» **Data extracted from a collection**
————————

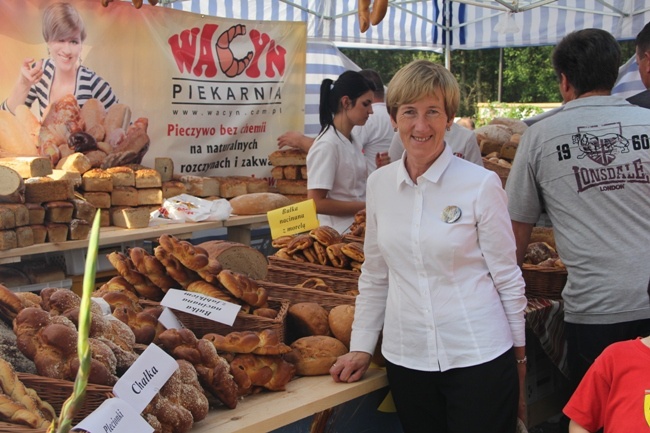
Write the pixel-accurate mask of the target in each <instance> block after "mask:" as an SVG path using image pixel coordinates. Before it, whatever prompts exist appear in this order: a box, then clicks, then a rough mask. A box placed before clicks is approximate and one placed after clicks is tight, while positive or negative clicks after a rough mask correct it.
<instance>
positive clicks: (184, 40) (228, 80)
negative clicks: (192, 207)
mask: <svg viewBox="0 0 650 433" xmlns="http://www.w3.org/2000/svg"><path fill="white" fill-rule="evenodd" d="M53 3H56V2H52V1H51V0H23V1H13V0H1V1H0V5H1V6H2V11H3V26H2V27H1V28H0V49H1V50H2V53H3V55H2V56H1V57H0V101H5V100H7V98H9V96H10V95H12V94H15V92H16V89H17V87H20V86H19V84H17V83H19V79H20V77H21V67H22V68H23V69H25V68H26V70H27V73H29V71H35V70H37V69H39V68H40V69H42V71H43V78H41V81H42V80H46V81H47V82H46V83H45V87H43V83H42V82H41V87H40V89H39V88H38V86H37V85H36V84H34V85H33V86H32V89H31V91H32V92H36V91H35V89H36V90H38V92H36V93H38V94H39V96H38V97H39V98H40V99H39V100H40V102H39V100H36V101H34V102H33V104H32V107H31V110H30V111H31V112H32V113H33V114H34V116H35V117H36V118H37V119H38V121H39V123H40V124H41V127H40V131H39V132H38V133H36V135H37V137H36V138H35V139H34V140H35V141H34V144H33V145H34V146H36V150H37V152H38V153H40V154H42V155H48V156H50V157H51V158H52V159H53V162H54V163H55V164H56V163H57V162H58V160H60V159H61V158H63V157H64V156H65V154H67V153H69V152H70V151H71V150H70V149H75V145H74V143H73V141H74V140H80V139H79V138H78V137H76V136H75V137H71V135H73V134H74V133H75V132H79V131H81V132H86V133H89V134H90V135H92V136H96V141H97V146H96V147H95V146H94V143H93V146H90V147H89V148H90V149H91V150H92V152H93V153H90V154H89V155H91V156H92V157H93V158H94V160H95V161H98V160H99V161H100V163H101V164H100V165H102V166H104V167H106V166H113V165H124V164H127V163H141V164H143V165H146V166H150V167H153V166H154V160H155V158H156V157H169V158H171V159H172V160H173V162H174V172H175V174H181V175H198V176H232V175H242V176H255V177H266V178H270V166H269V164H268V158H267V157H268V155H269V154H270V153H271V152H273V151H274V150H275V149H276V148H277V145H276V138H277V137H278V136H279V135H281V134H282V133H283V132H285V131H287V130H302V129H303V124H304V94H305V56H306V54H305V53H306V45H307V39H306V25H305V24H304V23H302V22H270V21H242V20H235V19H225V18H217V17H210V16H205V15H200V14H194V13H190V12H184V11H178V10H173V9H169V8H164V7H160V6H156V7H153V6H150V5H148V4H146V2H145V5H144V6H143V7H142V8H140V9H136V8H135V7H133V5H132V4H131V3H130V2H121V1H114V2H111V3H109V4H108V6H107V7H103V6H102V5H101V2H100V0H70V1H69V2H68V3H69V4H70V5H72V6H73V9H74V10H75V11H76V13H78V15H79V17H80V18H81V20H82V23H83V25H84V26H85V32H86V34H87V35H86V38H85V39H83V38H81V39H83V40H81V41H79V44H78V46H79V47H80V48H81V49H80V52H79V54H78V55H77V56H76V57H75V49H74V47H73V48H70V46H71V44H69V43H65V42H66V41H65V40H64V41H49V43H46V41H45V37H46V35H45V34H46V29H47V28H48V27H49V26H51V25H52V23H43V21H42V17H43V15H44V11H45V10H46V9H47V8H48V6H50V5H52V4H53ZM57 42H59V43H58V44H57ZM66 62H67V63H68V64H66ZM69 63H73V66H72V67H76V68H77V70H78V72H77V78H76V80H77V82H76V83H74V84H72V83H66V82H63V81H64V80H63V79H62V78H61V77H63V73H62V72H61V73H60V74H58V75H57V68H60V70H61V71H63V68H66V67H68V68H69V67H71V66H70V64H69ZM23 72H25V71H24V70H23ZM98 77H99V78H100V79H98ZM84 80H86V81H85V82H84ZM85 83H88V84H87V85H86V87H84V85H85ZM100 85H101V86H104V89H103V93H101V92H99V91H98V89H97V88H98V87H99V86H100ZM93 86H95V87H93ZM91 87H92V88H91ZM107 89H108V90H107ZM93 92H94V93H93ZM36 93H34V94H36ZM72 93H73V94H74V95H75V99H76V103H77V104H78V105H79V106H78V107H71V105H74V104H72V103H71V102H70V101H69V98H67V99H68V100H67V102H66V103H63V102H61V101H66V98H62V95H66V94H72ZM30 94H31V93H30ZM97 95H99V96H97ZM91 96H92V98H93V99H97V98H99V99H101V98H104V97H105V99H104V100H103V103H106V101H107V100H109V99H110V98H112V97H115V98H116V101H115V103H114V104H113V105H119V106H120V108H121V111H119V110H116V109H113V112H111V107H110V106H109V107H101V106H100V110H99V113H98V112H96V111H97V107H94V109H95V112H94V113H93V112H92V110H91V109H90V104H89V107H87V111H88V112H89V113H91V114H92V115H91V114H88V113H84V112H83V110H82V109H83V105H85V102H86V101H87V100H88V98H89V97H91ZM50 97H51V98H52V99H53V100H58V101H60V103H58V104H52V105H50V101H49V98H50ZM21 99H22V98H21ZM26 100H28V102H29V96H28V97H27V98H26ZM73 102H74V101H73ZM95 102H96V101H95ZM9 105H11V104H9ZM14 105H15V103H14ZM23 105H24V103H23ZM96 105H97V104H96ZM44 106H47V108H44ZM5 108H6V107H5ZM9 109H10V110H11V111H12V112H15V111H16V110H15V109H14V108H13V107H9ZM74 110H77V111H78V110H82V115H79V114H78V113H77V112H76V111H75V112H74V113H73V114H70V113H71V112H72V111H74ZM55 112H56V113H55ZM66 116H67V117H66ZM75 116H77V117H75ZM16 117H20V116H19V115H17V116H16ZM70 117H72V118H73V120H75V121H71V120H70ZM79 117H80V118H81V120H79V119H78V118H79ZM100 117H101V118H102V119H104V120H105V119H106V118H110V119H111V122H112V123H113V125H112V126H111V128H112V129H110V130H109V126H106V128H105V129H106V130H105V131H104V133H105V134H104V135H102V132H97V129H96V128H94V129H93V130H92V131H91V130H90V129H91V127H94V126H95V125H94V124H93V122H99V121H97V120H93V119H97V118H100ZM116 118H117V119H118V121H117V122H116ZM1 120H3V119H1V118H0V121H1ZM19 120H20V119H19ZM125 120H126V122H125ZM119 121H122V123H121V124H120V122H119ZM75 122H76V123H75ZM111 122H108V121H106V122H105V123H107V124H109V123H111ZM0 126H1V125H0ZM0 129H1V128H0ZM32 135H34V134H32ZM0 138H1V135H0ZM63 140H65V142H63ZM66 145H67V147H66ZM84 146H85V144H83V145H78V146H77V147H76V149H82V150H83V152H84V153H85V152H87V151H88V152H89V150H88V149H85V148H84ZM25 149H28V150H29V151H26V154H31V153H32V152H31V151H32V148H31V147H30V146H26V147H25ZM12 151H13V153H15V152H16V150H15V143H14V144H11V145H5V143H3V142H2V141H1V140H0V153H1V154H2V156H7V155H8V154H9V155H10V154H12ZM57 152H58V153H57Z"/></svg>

————————

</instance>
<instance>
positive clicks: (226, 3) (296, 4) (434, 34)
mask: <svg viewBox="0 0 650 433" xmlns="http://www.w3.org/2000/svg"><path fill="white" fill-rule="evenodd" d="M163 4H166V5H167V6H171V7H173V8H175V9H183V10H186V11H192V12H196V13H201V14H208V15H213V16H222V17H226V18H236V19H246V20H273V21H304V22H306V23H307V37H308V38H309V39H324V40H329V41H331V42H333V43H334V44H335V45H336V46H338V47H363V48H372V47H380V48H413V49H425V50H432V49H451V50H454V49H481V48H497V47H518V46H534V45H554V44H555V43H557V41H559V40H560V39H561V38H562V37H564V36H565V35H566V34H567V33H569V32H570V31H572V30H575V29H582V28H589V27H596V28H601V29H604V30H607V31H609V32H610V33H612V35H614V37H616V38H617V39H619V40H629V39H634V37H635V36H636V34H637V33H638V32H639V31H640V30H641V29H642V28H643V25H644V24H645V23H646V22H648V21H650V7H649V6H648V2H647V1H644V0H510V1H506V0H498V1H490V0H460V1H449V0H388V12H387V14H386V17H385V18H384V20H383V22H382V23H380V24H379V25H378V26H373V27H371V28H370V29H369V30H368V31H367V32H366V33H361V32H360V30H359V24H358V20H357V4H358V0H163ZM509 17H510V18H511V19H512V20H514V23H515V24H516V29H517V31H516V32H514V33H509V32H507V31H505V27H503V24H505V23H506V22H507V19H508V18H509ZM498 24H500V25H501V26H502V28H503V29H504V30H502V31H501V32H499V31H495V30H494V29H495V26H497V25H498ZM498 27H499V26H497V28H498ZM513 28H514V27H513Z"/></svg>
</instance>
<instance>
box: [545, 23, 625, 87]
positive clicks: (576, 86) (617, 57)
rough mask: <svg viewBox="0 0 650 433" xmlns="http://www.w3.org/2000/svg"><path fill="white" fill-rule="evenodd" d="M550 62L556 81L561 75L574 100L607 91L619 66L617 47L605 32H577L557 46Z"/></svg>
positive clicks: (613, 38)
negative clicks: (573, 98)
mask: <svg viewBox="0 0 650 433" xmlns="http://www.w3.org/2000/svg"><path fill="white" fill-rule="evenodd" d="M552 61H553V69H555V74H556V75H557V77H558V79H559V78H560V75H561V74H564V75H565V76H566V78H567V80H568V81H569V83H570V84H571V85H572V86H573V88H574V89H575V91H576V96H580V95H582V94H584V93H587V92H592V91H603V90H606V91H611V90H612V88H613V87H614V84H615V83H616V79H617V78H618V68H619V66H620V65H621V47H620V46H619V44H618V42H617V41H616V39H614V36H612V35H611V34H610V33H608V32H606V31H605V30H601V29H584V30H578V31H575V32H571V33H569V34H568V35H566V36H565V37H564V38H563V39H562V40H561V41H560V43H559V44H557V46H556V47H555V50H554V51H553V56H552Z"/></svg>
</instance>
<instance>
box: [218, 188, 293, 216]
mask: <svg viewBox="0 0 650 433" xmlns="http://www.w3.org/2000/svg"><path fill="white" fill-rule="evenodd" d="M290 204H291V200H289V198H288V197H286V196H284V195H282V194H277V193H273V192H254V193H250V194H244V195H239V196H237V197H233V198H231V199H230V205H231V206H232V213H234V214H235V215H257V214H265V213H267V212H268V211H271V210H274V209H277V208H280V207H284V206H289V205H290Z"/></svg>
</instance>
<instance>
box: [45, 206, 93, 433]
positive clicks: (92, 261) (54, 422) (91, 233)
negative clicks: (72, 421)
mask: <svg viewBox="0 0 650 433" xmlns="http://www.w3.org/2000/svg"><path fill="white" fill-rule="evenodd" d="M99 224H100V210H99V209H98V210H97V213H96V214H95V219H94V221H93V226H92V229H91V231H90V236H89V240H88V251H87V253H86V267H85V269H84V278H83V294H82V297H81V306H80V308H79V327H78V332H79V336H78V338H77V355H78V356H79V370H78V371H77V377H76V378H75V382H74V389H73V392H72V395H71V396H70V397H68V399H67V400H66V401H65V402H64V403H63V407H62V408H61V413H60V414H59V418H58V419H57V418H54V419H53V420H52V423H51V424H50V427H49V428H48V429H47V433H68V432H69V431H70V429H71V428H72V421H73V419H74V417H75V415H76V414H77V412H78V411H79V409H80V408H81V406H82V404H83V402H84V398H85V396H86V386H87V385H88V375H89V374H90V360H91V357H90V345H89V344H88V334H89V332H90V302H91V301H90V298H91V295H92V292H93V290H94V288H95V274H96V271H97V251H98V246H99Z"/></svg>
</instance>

————————

» **GOAL OF THE EXERCISE**
Which lines in the data above contain "rough"? Show each one.

» **ANSWER AREA**
Write the pixel-accurate mask of the target in each <instance> block after "mask:" as an SVG path using image pixel coordinates. Before it, whatever prompts exist appear in this order: a box, then clicks, then a rough mask. A box placed before clicks is approximate and one placed after clicks is tight, while positive or negative clicks after a rough mask correct it.
rough mask: <svg viewBox="0 0 650 433" xmlns="http://www.w3.org/2000/svg"><path fill="white" fill-rule="evenodd" d="M550 62L556 81L561 75L574 100L607 91L619 66L617 47L605 32H577L557 46Z"/></svg>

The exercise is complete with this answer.